## Required task
Copy out the records word for word, from the line with "target | woman's long dark hair" to the line with "<point>424,389</point>", including both of those lines.

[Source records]

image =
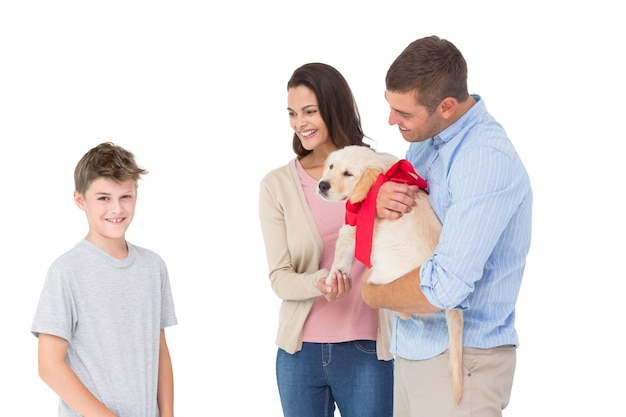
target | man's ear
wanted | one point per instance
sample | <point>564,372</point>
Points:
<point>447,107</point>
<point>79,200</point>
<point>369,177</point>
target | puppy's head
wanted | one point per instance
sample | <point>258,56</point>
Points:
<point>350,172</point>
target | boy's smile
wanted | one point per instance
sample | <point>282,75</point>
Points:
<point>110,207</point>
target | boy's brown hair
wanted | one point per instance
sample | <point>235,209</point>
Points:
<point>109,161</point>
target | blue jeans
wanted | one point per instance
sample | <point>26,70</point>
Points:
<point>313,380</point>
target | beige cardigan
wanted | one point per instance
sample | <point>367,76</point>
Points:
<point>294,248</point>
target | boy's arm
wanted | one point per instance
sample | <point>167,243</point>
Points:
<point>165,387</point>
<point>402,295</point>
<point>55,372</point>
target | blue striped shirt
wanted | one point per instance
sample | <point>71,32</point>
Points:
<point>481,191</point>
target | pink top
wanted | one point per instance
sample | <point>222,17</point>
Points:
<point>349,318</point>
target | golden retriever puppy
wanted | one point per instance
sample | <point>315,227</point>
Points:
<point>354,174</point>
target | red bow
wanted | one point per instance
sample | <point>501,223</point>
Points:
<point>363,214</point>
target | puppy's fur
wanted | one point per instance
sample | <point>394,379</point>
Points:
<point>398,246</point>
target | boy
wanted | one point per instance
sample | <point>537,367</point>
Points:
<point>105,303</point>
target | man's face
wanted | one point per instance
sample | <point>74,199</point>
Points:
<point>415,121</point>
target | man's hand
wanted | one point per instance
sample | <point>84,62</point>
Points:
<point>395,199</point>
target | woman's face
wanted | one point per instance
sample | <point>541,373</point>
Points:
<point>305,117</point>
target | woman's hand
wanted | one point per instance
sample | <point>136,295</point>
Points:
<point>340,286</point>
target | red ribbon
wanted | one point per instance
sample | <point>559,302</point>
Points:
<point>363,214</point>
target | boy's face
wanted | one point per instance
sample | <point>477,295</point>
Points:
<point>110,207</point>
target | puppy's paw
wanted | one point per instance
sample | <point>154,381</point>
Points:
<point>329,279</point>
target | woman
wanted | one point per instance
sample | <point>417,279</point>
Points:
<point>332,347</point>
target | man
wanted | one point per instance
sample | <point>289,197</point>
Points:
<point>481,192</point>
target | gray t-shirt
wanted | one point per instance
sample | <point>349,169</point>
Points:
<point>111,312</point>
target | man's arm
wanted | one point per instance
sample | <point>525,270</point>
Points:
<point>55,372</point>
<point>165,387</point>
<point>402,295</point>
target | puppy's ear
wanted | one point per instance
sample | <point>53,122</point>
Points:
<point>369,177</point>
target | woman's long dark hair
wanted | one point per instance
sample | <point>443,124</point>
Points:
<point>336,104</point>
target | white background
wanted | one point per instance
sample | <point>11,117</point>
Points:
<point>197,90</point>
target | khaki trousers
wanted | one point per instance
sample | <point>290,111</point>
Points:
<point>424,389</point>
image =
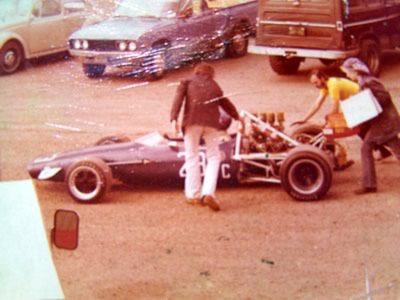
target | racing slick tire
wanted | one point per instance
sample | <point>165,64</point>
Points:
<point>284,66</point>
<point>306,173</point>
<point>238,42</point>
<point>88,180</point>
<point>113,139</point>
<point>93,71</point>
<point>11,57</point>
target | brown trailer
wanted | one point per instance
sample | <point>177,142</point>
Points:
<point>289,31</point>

==

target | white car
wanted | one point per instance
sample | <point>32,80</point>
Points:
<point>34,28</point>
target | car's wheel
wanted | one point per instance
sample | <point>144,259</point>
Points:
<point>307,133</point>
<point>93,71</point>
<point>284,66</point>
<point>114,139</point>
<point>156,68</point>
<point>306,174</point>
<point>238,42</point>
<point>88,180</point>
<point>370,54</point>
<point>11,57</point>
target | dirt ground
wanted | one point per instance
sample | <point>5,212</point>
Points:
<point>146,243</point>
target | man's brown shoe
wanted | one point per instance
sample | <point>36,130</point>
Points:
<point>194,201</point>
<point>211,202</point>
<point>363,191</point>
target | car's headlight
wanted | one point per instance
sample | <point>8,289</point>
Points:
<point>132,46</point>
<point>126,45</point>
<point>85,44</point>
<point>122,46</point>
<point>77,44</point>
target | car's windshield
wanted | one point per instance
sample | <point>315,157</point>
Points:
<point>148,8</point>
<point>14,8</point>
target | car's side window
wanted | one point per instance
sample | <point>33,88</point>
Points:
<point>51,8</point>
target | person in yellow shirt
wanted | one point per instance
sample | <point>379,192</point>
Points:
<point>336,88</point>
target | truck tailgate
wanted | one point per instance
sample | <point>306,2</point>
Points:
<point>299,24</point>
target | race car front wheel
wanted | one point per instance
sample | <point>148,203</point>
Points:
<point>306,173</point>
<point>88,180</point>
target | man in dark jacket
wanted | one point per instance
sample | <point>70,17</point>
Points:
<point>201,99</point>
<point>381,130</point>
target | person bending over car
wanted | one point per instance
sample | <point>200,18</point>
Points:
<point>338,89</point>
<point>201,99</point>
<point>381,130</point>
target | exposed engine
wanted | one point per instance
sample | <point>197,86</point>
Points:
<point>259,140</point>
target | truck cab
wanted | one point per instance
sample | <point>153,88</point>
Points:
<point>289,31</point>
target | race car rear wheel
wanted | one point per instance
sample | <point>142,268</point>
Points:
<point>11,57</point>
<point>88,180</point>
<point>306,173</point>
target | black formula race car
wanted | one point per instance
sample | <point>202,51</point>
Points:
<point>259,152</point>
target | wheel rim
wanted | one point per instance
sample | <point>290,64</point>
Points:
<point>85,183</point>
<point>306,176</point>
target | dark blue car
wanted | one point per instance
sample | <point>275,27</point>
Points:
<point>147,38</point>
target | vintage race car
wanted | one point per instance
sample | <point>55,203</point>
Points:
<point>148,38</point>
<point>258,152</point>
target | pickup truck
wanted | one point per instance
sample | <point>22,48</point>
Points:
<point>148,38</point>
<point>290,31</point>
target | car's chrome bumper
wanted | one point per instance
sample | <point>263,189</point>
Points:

## Exercise output
target | woman's long dark hair
wanted | one point per instance
sample | <point>443,124</point>
Points:
<point>336,104</point>
target | white background
wanted | one point per instance
sample | <point>11,117</point>
Points:
<point>197,90</point>
target | khaki trousers
wanted | one point per instance
sample | <point>290,111</point>
Points:
<point>424,389</point>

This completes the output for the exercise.